Listed entries:
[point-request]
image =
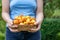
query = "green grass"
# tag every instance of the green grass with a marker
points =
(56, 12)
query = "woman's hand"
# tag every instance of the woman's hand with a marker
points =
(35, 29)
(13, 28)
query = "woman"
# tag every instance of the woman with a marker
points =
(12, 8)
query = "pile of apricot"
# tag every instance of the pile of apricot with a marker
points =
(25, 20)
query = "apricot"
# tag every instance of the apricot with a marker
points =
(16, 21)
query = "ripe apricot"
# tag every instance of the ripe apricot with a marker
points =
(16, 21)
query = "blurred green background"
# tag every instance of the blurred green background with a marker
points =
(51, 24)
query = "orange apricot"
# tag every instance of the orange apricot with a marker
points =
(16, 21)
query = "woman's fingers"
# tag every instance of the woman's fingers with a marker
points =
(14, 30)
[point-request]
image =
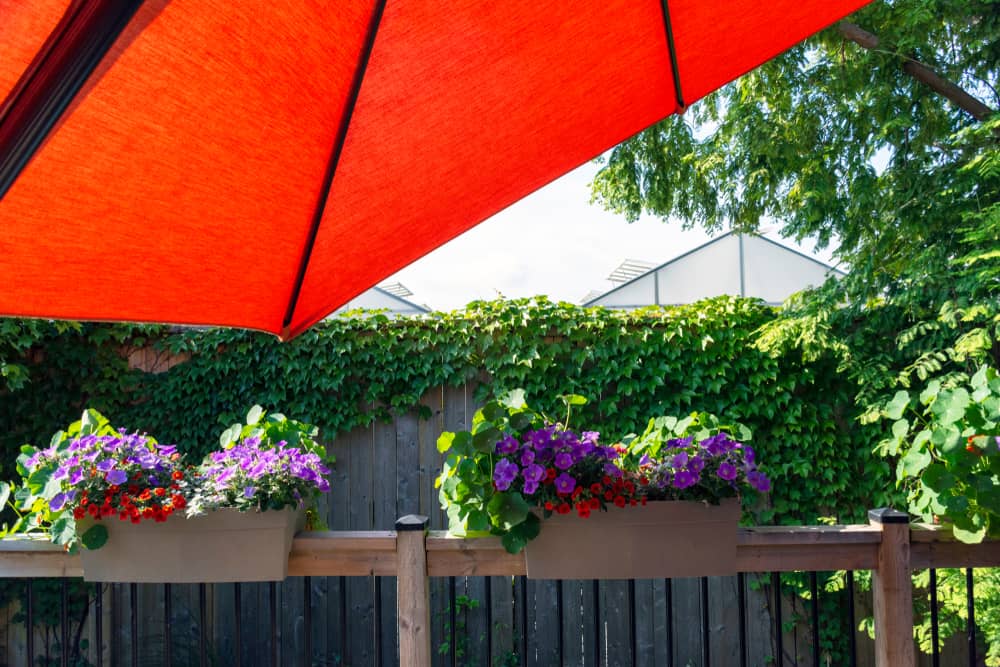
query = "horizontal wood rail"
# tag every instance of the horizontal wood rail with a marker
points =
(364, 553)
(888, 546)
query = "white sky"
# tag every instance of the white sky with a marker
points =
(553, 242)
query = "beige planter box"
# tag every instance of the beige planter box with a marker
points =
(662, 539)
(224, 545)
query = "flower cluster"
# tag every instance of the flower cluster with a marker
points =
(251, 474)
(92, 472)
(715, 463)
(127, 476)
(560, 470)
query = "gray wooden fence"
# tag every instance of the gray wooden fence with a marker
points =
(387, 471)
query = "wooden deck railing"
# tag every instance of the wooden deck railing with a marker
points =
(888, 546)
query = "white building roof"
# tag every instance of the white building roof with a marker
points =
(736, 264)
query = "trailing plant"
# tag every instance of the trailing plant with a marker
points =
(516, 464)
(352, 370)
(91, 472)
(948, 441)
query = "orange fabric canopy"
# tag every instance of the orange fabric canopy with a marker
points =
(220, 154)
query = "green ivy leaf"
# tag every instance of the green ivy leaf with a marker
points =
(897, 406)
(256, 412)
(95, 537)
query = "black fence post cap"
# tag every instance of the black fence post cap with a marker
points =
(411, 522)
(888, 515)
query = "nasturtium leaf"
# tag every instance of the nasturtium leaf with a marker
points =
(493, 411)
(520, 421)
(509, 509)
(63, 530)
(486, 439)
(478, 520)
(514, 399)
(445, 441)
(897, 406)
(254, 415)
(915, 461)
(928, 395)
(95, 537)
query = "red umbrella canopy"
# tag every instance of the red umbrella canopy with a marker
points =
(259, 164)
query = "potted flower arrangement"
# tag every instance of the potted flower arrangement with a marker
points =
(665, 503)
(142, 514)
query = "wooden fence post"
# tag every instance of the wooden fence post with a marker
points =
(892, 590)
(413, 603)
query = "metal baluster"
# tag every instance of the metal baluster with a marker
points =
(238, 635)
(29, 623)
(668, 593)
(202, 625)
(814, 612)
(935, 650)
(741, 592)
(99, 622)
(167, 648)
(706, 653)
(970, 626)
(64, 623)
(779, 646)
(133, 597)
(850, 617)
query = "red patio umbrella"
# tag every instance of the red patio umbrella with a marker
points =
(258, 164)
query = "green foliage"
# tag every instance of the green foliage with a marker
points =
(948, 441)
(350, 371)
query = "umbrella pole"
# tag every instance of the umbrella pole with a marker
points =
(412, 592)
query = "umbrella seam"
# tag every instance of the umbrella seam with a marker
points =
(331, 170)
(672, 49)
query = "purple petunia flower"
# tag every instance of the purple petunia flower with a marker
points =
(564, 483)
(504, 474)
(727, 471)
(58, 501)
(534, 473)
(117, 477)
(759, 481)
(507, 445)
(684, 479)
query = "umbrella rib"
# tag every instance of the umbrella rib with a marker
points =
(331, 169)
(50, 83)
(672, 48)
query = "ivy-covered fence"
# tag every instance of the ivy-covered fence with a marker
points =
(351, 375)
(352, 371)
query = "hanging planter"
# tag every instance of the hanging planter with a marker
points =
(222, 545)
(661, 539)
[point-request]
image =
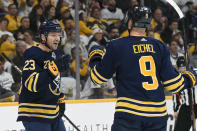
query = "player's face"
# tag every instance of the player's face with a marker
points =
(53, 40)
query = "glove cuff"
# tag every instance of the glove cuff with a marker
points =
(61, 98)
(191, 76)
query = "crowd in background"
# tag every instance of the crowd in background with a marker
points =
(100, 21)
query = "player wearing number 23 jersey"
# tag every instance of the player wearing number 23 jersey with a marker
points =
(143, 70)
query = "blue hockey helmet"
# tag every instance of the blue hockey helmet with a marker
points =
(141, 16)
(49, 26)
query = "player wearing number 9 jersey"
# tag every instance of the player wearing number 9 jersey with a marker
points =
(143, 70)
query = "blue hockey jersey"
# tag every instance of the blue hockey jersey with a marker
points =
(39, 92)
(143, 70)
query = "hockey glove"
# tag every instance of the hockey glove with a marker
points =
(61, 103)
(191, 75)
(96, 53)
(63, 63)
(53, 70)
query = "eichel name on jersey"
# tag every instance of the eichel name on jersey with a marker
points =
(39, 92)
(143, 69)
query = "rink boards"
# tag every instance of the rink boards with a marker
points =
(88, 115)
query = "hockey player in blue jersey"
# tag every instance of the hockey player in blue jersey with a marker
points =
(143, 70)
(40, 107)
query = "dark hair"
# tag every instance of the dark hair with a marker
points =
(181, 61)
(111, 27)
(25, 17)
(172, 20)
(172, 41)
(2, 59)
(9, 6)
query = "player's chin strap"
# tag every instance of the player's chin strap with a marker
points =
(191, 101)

Work to be completed:
Reproduce the listing word for word and omit its pictures.

Result of this task:
[point-request]
image =
query = "green grass"
# tag every instance of the green grass with a marker
points =
(56, 12)
query = "woman's hand"
# tag every instance of the woman's hand with a marker
points =
(35, 29)
(13, 28)
query = "woman"
# tag every instance of the woman with a marker
points =
(12, 8)
query = "pile of apricot"
# tag every instance of the pile of apricot with a marker
points =
(25, 20)
query = "apricot"
# tag every instance of the apricot with a marker
points =
(16, 21)
query = "ripe apricot"
# tag every instance of the ripe apricot with a marker
points =
(16, 21)
query = "blurred green background"
# tag every instance of the blurred green background with a marker
points =
(51, 24)
query = "orange apricot"
# tag every instance of the orange apricot with a marker
points =
(16, 21)
query = "woman's fingers"
# tag every instance of the woman's fingers with a marker
points =
(14, 30)
[point-request]
image =
query = "horizontal wood rail"
# tag every instance of the horizontal wood rail with a marker
points =
(364, 553)
(888, 546)
query = "white sky"
# tag every instance of the white sky with a marker
points =
(553, 242)
query = "beige planter box"
# tag every instance of the beige planter box with a marker
points =
(662, 539)
(224, 545)
query = "flower cluster"
# tag every instance of the flower cluster with a marker
points =
(251, 474)
(92, 472)
(715, 463)
(127, 476)
(560, 470)
query = "gray wooden fence"
# tag every instance of the gray wooden fence with a marker
points =
(387, 471)
query = "wooden deck railing"
# tag every instance of the wooden deck railing with a marker
points =
(888, 546)
query = "white building roof"
# tag every instance of the white building roof with a marker
points =
(736, 264)
query = "trailing plant"
# tag every instance of the trailing plant with a marker
points =
(516, 464)
(352, 370)
(91, 472)
(948, 441)
query = "orange fabric canopy"
# tag every instance of the orange fabric canopy with a marker
points =
(220, 154)
query = "green ivy leaf"
# tag every instance of the green ivy leaf with a marker
points =
(897, 406)
(256, 412)
(95, 537)
query = "black fence post cap"
# tag every instance of the black fence post cap with a marker
points =
(411, 522)
(888, 515)
query = "nasturtium leaf"
# tag every instance of the nasturtium leaf with a marker
points =
(493, 411)
(520, 421)
(509, 509)
(63, 530)
(486, 439)
(478, 520)
(514, 399)
(445, 441)
(897, 406)
(254, 415)
(915, 461)
(928, 395)
(95, 537)
query = "red umbrella canopy"
# tag every instance of the red umbrella canopy with a marker
points =
(259, 164)
query = "potted flower arrangement"
# tag every instance of the potted flower arrangement with a marker
points =
(665, 503)
(142, 514)
query = "wooden fence post"
# tag every instance of the wooden fence post with a marker
points =
(892, 590)
(413, 603)
query = "metal baluster"
# tag every instance of the metal baluster with a marker
points =
(238, 635)
(29, 623)
(668, 593)
(202, 625)
(814, 612)
(935, 650)
(741, 592)
(99, 622)
(167, 648)
(706, 653)
(970, 626)
(64, 623)
(779, 646)
(133, 597)
(850, 617)
query = "red patio umbrella"
# tag every instance of the red patio umbrella with a marker
points =
(258, 164)
query = "green foliage"
# tag every instance of the green foliage with a marker
points =
(948, 441)
(350, 371)
query = "umbrella pole"
# tag every instance of the umbrella pole with a marker
points =
(412, 592)
query = "umbrella seam"
# tag every instance of the umbrella seam with a marker
points =
(331, 170)
(672, 49)
query = "purple petunia flower"
# tag every instance of the purple petunia flower with a marker
points =
(564, 483)
(504, 474)
(727, 471)
(58, 501)
(534, 473)
(117, 477)
(759, 481)
(507, 445)
(684, 479)
query = "umbrella rib"
# tag every instance of the umbrella rib with a marker
points =
(331, 169)
(50, 83)
(672, 48)
query = "ivy-covered fence"
# tag every instance of the ivy-covered fence with a marker
points =
(351, 375)
(352, 371)
query = "hanging planter"
# tag every instance of the hanging planter with a marker
points =
(222, 545)
(661, 539)
[point-request]
image =
query = "player's face"
# tag every instance of the player's face with a marker
points =
(53, 40)
query = "glove cuff"
# tag every instance of the glove cuff with a marker
points =
(61, 98)
(191, 76)
query = "crowd in background"
# tag every instance of the crowd in background with a marker
points =
(100, 21)
query = "player wearing number 23 jersey"
# tag every instance of the player wearing number 23 jersey with a marker
points =
(143, 70)
query = "blue hockey helmet"
# tag every instance of the blue hockey helmet with a marker
points =
(141, 16)
(49, 26)
query = "player wearing number 9 jersey"
# tag every instance of the player wearing number 9 jersey with a marker
points =
(143, 70)
query = "blue hockey jersey"
# tag every instance of the blue hockey jersey with a marker
points =
(39, 92)
(143, 70)
query = "hockey glove"
# tag every instance of the hockey glove with a marker
points =
(61, 103)
(191, 75)
(96, 53)
(63, 63)
(53, 70)
query = "eichel name on jersey"
# tag every instance of the eichel name on jersey with a marker
points =
(39, 92)
(143, 69)
query = "rink boards"
# tag every instance of the rink boards with a marker
points =
(88, 115)
query = "hockey player in blue jersey"
# tag every instance of the hockey player in blue jersey with a marker
points =
(143, 70)
(40, 107)
query = "dark hair"
# tag every instance of the dark hair with a marker
points =
(181, 61)
(111, 27)
(25, 17)
(172, 20)
(172, 41)
(2, 59)
(9, 6)
query = "player's chin strap"
# tag every instance of the player's chin strap with a marker
points =
(191, 101)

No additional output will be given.